__Task brief__: Whatever the records below say, write them all out exactly.

START Material provided

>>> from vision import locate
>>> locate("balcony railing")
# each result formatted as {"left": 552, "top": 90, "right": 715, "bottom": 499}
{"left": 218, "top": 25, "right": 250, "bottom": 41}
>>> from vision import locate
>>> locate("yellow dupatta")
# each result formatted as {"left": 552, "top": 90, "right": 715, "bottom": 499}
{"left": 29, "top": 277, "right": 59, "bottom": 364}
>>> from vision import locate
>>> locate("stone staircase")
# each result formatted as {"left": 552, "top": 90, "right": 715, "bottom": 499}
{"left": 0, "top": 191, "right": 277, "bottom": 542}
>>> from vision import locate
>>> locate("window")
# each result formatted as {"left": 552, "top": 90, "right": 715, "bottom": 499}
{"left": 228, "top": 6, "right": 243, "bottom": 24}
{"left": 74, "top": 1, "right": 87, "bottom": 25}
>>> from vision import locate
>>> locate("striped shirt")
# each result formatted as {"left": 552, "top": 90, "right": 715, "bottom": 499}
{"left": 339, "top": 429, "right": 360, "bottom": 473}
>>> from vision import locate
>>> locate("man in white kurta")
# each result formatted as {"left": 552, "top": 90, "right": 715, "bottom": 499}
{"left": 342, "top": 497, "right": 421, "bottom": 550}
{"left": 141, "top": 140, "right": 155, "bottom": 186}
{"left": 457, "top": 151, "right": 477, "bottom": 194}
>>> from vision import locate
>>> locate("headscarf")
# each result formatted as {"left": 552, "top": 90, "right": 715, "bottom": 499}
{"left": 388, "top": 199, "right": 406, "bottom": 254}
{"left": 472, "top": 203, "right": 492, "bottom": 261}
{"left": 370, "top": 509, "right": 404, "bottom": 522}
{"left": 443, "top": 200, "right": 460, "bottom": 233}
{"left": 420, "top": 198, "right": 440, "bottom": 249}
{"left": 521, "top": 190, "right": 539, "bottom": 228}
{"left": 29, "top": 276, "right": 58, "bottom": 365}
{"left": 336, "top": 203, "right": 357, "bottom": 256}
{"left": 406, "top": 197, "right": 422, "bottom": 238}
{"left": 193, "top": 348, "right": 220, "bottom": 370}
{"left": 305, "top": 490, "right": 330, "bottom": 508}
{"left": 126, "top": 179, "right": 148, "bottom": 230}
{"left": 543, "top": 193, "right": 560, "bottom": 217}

END Material provided

__Answer area__:
>>> from vision import locate
>>> locate("balcony railing")
# each result formatted as {"left": 552, "top": 90, "right": 715, "bottom": 499}
{"left": 218, "top": 25, "right": 250, "bottom": 41}
>>> from vision import locate
>>> locate("yellow dupatta")
# each result formatted as {"left": 552, "top": 90, "right": 715, "bottom": 499}
{"left": 29, "top": 277, "right": 59, "bottom": 364}
>>> from vision import locate
>>> locate("stone staircase")
# each result formatted as {"left": 552, "top": 90, "right": 715, "bottom": 499}
{"left": 0, "top": 191, "right": 277, "bottom": 542}
>>> from vision import locate
>>> locate("window")
# each result formatted as {"left": 552, "top": 90, "right": 715, "bottom": 499}
{"left": 228, "top": 6, "right": 243, "bottom": 24}
{"left": 74, "top": 1, "right": 87, "bottom": 25}
>>> from vision import locate
>>> locate("striped shirt")
# each result formatted as {"left": 552, "top": 90, "right": 715, "bottom": 499}
{"left": 339, "top": 429, "right": 360, "bottom": 473}
>>> from vision import locate
>>> locate("man in white kurta")
# each result formatted as {"left": 552, "top": 90, "right": 715, "bottom": 499}
{"left": 342, "top": 497, "right": 421, "bottom": 550}
{"left": 141, "top": 140, "right": 155, "bottom": 186}
{"left": 457, "top": 151, "right": 477, "bottom": 194}
>>> from vision import locate
>>> locate("headscarf")
# each result formatted as {"left": 552, "top": 90, "right": 715, "bottom": 499}
{"left": 388, "top": 199, "right": 406, "bottom": 254}
{"left": 472, "top": 203, "right": 492, "bottom": 261}
{"left": 370, "top": 509, "right": 404, "bottom": 522}
{"left": 443, "top": 200, "right": 460, "bottom": 233}
{"left": 420, "top": 198, "right": 440, "bottom": 249}
{"left": 521, "top": 190, "right": 539, "bottom": 228}
{"left": 29, "top": 276, "right": 58, "bottom": 365}
{"left": 336, "top": 203, "right": 357, "bottom": 256}
{"left": 406, "top": 197, "right": 422, "bottom": 238}
{"left": 193, "top": 348, "right": 220, "bottom": 370}
{"left": 305, "top": 490, "right": 330, "bottom": 508}
{"left": 126, "top": 179, "right": 148, "bottom": 230}
{"left": 543, "top": 193, "right": 560, "bottom": 217}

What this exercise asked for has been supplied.